What you will do: Rewrite the stretch of material below, from the line containing "Objective — locate every instance of the golden" through the end, as a two-column CSV with the header instruction,response, where each row holds one text and its answer. Put every field in double quotes and turn any line breaks inside a field into spaces.

Supplied material:
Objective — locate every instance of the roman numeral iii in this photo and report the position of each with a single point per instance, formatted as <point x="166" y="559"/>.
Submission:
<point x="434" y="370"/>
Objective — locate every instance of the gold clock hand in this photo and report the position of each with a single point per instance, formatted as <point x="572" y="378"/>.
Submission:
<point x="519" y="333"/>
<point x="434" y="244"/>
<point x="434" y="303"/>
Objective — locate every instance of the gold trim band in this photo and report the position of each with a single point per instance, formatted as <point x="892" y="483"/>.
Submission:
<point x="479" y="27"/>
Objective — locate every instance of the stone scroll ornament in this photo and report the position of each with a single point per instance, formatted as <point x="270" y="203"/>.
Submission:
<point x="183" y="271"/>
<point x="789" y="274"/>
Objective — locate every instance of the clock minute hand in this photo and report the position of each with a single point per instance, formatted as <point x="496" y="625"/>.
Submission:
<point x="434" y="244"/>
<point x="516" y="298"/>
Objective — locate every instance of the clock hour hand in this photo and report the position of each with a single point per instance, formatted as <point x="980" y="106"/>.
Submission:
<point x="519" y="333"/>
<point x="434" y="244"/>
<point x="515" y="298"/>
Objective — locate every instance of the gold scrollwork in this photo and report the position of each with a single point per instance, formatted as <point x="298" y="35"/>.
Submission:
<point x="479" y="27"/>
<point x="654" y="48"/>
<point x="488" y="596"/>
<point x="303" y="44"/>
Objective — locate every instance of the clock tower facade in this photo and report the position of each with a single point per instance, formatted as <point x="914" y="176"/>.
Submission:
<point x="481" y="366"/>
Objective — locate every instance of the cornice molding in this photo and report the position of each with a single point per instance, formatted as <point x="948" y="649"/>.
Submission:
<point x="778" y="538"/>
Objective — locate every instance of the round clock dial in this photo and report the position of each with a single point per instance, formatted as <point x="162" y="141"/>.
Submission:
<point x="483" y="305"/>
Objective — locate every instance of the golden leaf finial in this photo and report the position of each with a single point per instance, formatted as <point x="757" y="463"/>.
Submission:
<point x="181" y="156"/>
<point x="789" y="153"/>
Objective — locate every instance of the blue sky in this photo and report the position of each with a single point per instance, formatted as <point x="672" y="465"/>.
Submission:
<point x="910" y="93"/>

Task solution:
instruction,response
"Objective — locate every instance of the golden leaf finial in this photo and report the position of each with a single point per instance, formatted as <point x=""757"" y=""463""/>. Submission:","<point x=""181"" y=""156""/> <point x=""789"" y=""153""/>"
"Objective — locate every instance of the blue sky in this photo and report the position of each with a single point per instance, formatted as <point x=""672"" y=""465""/>. Submission:","<point x=""910"" y=""93""/>"